■ What is expected
Look through the data below. Show each line where the string "sheep" occurs.

++++ Data section ++++

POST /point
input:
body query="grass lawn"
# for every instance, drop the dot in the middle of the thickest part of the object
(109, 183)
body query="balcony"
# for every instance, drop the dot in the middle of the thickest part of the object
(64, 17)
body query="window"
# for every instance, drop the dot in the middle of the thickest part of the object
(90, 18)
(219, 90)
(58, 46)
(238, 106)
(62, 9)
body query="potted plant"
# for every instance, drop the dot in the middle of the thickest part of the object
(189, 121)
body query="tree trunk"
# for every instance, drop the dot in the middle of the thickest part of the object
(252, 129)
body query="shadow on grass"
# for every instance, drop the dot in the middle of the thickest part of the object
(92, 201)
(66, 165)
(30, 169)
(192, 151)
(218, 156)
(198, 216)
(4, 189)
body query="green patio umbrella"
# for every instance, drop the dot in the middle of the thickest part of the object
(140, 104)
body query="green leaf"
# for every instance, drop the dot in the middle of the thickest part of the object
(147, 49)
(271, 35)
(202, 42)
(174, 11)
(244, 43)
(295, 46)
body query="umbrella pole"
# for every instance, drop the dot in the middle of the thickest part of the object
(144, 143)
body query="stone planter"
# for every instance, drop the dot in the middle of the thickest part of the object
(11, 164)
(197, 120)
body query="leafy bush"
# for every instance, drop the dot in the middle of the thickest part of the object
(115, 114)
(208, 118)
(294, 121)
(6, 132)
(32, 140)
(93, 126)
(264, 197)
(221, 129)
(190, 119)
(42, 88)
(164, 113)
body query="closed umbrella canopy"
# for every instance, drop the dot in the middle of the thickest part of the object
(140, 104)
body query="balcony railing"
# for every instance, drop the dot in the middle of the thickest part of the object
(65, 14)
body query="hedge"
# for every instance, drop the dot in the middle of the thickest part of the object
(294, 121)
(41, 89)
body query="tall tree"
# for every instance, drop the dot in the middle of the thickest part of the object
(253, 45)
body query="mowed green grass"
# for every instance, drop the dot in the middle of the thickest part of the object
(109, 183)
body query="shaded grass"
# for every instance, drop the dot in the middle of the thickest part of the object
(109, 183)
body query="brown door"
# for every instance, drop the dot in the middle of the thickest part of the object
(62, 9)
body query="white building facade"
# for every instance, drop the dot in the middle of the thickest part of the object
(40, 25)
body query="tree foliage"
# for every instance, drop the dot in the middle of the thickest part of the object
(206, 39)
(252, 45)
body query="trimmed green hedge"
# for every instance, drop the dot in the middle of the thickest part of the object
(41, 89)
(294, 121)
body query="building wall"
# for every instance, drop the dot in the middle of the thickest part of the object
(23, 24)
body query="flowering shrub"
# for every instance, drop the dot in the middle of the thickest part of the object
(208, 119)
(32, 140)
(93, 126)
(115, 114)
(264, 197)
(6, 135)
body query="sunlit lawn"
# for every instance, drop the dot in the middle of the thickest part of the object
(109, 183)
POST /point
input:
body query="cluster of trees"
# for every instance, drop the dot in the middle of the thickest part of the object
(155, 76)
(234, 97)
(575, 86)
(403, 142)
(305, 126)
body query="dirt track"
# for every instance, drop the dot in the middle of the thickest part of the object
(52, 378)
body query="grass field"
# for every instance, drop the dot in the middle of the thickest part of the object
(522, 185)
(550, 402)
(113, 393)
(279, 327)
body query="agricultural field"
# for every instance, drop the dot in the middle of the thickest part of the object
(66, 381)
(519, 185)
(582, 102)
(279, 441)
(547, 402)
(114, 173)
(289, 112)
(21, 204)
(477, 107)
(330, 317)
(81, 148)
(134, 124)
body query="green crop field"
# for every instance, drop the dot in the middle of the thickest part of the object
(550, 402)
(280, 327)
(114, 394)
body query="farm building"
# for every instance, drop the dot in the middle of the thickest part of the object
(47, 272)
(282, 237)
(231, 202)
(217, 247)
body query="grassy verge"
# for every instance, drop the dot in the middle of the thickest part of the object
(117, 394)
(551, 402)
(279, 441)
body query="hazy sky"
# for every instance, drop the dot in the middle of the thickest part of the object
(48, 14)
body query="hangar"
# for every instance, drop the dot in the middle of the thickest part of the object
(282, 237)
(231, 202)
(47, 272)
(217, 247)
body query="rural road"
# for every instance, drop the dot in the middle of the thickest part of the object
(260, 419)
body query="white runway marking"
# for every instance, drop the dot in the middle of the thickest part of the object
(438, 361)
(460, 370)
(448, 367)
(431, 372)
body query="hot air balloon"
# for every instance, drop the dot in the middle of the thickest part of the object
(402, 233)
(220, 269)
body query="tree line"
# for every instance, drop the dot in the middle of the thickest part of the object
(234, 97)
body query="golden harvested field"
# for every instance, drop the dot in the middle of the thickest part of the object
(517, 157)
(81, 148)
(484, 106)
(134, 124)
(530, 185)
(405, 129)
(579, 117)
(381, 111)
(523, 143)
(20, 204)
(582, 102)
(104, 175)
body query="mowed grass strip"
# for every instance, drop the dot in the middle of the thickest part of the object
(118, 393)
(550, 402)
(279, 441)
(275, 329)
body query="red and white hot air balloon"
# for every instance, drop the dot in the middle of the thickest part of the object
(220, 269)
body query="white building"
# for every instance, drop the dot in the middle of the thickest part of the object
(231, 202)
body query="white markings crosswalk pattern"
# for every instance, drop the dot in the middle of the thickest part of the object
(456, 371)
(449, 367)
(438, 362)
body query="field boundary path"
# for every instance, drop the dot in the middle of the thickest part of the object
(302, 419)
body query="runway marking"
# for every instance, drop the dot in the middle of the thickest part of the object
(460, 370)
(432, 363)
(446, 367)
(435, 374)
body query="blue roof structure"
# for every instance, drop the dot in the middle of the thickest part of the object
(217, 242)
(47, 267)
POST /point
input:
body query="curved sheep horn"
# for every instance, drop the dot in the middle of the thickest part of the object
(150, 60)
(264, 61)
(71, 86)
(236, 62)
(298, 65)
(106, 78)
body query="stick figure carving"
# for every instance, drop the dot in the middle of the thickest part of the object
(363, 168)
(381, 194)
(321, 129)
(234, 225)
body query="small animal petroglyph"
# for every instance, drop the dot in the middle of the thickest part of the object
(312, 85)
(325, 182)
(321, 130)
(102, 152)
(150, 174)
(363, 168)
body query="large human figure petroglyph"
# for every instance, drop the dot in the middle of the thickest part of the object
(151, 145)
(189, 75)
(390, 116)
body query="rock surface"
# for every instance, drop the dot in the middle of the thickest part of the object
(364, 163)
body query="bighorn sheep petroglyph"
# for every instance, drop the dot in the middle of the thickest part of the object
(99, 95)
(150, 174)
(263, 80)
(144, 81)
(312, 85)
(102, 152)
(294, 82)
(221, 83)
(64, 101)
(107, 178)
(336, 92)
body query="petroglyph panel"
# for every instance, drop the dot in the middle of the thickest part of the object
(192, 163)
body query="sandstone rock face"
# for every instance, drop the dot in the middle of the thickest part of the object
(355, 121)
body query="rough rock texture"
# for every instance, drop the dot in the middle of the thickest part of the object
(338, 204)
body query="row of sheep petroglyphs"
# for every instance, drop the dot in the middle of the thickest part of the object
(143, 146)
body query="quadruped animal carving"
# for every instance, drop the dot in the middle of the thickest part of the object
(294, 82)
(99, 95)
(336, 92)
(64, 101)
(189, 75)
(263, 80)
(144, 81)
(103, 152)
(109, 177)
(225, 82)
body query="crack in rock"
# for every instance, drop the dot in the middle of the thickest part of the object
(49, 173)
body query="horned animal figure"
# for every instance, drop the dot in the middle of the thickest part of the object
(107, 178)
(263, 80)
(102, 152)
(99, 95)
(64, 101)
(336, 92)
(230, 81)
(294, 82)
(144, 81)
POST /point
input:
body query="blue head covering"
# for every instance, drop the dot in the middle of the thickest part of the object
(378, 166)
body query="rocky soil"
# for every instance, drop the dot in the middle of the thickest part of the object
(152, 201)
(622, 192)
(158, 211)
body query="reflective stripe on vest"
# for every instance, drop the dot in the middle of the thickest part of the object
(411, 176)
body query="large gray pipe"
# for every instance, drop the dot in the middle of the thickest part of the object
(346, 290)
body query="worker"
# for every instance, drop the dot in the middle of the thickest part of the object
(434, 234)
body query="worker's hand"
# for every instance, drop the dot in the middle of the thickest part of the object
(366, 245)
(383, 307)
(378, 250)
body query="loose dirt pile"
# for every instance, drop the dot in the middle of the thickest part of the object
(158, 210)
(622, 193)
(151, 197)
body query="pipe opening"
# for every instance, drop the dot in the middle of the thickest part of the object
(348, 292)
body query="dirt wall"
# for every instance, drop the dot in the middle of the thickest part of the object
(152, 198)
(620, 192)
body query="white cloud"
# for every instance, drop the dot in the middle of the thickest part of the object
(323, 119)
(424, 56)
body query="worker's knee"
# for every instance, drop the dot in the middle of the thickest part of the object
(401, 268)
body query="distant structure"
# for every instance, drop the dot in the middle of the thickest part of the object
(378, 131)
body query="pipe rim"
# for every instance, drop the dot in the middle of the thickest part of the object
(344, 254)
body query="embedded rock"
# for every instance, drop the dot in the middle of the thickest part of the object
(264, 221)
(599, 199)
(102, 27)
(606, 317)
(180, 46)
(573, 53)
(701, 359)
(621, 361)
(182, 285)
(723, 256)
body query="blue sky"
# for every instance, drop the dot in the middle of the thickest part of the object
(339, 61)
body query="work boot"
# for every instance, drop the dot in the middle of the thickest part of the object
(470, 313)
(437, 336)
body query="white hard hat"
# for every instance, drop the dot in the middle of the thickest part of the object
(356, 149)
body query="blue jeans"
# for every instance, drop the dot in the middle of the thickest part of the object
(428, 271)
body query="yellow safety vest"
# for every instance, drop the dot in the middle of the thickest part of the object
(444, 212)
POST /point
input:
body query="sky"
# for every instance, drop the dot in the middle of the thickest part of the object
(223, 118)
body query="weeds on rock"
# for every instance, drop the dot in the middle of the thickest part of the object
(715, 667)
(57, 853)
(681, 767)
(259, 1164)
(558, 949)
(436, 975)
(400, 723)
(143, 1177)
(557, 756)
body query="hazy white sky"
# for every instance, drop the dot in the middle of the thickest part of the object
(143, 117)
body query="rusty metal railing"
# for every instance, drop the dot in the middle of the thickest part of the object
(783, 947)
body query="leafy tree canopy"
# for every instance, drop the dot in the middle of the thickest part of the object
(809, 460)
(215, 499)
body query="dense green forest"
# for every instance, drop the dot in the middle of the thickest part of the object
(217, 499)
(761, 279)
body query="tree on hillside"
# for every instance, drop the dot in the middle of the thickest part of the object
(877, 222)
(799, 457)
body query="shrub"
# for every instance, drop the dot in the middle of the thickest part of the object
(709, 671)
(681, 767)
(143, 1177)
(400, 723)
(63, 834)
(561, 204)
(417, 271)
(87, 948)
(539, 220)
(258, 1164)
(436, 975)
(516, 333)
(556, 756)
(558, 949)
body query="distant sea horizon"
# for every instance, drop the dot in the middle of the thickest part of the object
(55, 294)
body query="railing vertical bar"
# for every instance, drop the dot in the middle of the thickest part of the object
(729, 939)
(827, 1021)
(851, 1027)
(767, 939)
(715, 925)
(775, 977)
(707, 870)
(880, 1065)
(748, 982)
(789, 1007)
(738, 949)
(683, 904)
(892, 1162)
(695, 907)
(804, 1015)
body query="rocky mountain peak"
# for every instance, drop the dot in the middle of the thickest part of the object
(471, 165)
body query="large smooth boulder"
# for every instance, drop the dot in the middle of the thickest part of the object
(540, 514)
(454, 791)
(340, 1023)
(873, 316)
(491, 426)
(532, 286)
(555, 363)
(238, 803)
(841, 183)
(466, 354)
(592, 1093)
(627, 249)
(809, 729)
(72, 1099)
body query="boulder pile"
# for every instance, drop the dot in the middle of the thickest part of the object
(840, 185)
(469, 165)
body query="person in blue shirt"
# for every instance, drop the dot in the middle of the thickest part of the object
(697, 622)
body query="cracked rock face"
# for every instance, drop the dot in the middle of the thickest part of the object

++++

■ Response
body query="curved sheep horn"
body query="bighorn sheep petroglyph"
body query="row of sheep petroglyphs"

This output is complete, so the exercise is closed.